## PROBLEM DESCRIPTION
Find every line in the entries that holds the string "moon" and report it.

INPUT MATERIAL section start

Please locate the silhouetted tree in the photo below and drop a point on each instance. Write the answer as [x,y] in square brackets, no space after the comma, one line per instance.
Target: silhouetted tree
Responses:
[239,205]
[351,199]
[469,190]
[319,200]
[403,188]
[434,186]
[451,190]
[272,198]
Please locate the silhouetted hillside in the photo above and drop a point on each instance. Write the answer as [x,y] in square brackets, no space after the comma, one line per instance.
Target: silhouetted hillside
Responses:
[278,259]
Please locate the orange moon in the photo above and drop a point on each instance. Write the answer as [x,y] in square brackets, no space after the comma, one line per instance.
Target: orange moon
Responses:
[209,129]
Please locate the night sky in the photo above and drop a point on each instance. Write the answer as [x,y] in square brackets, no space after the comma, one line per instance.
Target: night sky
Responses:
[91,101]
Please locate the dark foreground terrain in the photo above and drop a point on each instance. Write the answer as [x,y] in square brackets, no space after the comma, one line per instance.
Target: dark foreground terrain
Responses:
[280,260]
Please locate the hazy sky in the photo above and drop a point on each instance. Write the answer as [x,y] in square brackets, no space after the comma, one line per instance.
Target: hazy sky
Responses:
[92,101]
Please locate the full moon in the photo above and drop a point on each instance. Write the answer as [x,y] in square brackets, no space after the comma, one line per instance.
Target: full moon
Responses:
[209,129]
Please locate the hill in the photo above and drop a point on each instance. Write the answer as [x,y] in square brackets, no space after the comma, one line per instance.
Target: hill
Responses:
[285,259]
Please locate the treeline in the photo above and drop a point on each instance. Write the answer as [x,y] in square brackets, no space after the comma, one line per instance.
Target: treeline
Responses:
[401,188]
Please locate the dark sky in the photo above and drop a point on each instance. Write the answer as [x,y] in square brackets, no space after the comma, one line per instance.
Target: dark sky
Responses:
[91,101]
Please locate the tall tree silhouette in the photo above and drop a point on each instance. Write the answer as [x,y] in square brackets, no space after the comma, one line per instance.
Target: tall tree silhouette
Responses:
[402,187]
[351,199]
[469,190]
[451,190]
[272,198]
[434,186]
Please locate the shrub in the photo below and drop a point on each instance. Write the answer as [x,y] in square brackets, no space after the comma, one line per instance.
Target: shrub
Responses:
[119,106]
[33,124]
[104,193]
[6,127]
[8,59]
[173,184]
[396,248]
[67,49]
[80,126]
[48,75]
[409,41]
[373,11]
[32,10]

INPUT MATERIAL section end

## PROBLEM SOLUTION
Please locate the orange moon in the photo above and drop a point on each instance. Write the answer as [x,y] in square brackets, no space after the comma, one line per instance.
Target: orange moon
Please locate the full moon in the photo above and drop a point on each instance. Write the answer as [x,y] in square brackets, no space after the comma, one line per instance.
Target: full moon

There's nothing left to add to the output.